Brief. Within the entries underneath, how many lines include the string "dark"? State only the number.

Input data.
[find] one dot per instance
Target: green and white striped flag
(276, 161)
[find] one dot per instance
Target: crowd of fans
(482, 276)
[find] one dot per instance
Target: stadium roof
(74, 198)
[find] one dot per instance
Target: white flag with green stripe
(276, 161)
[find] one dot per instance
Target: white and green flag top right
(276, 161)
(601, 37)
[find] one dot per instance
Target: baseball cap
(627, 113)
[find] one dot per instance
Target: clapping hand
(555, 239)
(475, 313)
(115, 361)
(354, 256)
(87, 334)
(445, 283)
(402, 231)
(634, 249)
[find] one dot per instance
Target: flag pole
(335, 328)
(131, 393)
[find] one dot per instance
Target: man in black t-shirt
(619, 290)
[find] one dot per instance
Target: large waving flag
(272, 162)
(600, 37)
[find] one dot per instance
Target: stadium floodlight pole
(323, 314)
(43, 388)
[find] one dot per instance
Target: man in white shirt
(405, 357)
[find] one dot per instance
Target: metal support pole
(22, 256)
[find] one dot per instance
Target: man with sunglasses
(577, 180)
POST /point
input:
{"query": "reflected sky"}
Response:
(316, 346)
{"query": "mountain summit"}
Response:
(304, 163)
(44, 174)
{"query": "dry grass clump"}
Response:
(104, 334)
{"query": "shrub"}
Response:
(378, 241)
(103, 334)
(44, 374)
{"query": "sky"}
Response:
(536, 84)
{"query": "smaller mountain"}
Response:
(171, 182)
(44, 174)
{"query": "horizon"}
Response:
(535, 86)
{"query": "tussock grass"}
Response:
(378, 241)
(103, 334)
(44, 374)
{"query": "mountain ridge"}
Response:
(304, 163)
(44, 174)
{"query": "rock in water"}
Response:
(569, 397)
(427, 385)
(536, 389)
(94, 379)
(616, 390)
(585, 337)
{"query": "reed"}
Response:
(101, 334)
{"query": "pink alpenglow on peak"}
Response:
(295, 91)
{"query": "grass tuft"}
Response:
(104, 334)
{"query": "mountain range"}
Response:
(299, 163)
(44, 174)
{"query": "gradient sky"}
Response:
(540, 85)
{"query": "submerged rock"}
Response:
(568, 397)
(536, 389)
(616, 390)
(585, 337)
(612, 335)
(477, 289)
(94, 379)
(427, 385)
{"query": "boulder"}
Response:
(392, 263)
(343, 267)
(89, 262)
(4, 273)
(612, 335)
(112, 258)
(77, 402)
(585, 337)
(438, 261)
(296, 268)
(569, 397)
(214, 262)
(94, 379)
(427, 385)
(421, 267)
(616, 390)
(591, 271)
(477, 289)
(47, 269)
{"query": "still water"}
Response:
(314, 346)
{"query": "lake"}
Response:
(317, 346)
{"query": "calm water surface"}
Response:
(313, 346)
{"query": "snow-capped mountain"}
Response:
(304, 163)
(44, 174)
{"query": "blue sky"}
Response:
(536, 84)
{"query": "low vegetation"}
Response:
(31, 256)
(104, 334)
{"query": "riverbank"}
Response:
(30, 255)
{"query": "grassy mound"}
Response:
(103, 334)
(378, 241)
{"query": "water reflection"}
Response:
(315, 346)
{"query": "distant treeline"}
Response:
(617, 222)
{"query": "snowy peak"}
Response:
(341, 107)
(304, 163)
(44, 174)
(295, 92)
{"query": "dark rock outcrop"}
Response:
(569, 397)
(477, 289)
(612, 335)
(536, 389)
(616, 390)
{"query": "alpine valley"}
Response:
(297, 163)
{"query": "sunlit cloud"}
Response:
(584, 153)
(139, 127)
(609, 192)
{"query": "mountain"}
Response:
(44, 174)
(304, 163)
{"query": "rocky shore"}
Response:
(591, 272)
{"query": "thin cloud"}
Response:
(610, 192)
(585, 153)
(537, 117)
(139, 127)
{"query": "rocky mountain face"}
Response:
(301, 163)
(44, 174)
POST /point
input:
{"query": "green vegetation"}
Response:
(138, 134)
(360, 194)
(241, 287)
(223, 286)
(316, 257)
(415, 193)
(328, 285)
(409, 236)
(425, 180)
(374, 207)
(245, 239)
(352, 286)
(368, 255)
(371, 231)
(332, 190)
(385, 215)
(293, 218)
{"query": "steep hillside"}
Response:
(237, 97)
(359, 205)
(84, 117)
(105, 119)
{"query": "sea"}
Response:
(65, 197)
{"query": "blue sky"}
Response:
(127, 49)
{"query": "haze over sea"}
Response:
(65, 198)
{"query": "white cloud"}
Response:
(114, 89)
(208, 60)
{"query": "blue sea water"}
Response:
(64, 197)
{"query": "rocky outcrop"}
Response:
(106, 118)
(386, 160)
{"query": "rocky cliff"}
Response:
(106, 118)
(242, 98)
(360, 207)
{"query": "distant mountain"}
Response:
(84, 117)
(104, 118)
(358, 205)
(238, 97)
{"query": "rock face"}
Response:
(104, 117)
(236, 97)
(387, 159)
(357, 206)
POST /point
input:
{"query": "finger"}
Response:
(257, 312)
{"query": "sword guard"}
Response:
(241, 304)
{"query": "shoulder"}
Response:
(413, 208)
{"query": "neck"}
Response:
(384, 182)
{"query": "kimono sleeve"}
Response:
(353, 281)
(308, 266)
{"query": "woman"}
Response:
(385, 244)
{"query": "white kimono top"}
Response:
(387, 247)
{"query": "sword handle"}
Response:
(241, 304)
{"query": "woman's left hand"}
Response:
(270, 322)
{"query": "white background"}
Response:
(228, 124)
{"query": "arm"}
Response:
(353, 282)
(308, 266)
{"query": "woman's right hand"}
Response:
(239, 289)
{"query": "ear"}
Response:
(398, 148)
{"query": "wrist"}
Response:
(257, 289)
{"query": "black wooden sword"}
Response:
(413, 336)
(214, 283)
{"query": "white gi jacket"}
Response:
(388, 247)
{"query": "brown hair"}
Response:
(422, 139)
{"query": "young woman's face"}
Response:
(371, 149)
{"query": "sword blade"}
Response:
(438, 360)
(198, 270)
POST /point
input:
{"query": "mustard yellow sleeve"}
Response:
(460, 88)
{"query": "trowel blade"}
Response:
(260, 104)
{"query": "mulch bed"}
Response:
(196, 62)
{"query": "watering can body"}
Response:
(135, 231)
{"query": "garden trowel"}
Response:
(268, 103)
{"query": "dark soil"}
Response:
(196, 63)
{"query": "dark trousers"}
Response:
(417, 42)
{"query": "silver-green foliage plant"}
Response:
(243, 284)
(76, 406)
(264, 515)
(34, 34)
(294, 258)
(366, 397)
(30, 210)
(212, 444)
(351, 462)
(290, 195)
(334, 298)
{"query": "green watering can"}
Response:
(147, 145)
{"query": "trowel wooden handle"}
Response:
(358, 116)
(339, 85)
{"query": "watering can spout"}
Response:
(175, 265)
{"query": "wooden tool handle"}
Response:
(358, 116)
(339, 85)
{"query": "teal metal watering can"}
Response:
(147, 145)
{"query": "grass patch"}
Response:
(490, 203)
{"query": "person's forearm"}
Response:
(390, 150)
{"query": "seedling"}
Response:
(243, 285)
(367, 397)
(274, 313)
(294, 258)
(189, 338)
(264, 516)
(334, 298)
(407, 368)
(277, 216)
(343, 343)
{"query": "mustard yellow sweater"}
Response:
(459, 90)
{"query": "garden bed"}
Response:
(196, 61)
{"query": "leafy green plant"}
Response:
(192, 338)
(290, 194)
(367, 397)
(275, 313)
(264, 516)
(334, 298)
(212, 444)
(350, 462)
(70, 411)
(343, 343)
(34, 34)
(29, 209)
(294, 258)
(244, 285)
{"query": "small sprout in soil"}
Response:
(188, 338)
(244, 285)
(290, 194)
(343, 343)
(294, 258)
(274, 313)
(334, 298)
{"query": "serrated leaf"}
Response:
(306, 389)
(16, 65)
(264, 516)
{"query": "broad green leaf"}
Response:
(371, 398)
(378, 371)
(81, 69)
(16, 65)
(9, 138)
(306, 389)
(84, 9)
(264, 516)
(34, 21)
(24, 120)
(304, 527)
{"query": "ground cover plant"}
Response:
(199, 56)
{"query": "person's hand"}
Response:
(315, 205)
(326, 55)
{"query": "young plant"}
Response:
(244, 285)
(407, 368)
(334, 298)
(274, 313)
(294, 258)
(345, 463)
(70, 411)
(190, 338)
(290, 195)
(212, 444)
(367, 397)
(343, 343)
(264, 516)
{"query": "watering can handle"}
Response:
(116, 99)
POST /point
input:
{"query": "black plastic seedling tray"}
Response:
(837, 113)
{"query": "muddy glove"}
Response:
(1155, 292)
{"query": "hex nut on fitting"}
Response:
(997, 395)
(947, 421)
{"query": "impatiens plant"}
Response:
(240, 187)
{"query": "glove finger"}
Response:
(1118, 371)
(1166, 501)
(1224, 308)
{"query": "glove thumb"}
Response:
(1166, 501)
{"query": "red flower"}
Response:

Task response. 3